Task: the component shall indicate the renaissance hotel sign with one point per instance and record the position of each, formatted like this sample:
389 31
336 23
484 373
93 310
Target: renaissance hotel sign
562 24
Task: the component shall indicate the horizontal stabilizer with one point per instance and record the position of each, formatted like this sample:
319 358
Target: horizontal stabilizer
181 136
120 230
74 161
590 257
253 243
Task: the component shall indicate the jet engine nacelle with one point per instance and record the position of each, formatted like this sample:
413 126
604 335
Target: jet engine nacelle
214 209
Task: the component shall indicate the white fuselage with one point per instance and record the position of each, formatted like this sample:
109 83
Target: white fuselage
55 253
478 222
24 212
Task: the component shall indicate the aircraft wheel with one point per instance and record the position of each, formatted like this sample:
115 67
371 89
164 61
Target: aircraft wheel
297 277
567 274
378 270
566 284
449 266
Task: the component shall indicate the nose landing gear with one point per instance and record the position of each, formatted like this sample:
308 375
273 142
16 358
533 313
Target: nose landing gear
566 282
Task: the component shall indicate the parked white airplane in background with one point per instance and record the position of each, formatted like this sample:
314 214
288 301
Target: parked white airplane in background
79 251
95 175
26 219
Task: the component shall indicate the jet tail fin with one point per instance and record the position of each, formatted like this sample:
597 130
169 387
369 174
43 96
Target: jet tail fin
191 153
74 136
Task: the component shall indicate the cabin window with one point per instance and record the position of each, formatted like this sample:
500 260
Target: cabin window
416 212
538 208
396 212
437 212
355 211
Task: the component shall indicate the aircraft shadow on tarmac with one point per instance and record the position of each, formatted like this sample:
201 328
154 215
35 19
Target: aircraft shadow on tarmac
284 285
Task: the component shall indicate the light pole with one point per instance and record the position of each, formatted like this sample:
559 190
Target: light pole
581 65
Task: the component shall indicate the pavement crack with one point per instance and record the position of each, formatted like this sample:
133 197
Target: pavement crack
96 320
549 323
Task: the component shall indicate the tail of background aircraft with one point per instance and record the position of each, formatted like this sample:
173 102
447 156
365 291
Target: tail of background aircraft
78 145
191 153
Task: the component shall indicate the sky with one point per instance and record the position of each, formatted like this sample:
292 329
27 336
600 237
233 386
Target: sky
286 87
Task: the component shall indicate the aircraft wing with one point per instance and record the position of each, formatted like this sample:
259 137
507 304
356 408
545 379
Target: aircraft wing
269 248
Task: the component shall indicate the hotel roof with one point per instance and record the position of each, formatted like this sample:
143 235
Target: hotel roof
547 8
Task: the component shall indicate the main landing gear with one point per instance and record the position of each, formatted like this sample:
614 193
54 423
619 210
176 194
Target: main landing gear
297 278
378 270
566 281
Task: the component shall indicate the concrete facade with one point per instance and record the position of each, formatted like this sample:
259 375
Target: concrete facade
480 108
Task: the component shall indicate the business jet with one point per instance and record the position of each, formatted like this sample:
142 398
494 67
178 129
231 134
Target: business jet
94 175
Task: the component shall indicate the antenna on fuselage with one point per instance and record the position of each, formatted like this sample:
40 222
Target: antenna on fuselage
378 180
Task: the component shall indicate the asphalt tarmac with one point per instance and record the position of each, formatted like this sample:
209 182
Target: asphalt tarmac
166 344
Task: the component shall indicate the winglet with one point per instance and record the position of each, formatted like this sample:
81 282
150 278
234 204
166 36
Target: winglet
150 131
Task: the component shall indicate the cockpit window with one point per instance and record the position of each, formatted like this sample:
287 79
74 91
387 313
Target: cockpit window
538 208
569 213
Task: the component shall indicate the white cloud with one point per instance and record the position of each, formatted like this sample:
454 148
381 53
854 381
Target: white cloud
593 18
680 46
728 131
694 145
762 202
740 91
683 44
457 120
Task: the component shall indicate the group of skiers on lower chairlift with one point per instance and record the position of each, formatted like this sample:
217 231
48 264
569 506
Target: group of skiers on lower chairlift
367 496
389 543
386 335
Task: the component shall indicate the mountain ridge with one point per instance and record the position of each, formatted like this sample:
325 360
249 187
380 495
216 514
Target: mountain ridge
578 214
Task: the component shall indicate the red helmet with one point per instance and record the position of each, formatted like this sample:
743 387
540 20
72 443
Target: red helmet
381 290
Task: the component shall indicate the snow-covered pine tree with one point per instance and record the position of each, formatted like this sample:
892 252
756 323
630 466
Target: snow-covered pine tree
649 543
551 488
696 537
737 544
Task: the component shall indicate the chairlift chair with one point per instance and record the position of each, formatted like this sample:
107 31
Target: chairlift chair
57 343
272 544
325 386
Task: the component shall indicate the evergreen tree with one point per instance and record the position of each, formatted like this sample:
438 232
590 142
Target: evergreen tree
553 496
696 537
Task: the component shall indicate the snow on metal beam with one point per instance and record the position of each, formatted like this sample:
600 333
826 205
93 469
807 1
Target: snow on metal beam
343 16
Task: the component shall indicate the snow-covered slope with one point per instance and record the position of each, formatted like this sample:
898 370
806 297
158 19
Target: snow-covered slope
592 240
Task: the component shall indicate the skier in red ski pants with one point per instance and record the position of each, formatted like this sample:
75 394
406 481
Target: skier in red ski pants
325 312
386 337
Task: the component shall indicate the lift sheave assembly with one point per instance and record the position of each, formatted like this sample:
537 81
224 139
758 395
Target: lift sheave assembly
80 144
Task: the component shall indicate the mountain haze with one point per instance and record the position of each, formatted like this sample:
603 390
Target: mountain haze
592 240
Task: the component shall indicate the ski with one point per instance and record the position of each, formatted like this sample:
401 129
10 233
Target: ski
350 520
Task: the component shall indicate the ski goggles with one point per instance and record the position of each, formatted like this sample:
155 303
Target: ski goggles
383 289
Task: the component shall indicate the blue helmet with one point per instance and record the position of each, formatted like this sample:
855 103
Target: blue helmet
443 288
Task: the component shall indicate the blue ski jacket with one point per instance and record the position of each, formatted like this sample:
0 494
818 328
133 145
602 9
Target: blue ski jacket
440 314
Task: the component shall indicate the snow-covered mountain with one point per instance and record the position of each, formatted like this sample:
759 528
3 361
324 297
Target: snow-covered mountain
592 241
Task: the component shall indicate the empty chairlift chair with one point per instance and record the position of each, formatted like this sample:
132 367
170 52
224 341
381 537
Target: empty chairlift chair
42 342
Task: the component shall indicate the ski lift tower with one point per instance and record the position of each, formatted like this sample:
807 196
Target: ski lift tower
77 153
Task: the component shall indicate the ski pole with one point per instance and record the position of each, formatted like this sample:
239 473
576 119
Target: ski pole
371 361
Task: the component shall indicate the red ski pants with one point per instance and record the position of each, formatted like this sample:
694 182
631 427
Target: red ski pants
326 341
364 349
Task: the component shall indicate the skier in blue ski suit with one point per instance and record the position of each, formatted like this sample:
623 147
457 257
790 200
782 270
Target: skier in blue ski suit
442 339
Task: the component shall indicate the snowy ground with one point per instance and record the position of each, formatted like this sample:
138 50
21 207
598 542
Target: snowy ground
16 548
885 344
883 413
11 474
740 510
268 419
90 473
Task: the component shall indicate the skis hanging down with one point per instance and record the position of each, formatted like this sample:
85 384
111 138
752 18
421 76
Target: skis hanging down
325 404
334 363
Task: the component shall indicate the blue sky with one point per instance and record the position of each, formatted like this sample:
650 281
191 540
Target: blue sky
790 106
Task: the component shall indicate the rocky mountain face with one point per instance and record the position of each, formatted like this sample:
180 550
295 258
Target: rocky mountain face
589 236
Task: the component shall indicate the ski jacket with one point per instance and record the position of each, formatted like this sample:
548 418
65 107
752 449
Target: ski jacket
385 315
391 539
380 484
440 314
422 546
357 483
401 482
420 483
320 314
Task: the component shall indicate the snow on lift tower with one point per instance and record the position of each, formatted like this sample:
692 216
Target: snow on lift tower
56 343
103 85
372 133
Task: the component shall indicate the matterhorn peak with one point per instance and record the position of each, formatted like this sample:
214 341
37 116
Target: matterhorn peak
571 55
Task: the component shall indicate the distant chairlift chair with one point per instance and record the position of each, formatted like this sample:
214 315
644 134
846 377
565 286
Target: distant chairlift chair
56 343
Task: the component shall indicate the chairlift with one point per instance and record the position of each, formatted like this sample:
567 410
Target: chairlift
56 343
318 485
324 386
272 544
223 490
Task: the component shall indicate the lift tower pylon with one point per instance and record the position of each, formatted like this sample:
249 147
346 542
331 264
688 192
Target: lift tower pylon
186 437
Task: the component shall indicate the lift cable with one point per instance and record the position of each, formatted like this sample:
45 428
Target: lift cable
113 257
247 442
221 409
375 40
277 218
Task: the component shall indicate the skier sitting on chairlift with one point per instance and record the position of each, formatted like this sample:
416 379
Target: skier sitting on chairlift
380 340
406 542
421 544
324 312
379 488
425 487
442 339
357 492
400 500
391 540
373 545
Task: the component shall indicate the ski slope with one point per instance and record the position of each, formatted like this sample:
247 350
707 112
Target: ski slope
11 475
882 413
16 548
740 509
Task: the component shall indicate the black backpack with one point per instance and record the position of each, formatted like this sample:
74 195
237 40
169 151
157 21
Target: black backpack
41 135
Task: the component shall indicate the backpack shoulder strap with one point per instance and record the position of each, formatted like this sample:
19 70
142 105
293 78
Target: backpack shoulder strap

---

● Exercise details:
Output the lines from the line containing "Task: the component shall indicate the chairlift with" to the end, both included; add nothing.

● Expected answer:
Task: the component shall indicate the chairlift with one point per instance and record the position of each, formatted like this sample:
567 410
Target: chairlift
56 343
318 485
324 386
272 544
223 490
Task: the component shall indicate the lift tower pylon with one point per instance and record the position of each, formatted like this sample:
249 147
346 542
331 264
688 192
Target: lift tower pylon
186 437
Task: the component shall indicate the lift cable with one point per instance and record the position of each, formatted like this sample:
45 428
Target: lift cable
113 257
247 442
221 409
375 40
277 218
Task: the component shall indicate the skier sitting on chairlift with one point per instance and record the position of each, formatted like this sample:
416 379
Target: skier sitting on chairlift
380 340
406 542
421 544
324 312
379 488
425 487
442 339
357 492
400 500
391 540
373 545
Task: the component shall indicate the ski slope with one point per instance and record the position of each, formatted like this sample:
247 350
707 112
Target: ski slope
11 475
882 413
16 548
740 509
Task: the component shall indicate the black backpack with one point per instance and record the position of each, formatted like this sample:
74 195
237 40
169 151
157 21
Target: black backpack
41 135
Task: the component shall indicate the backpack shoulder strap with one point per instance and record the position of each, formatted like this sample:
19 70
142 105
293 78
Target: backpack shoulder strap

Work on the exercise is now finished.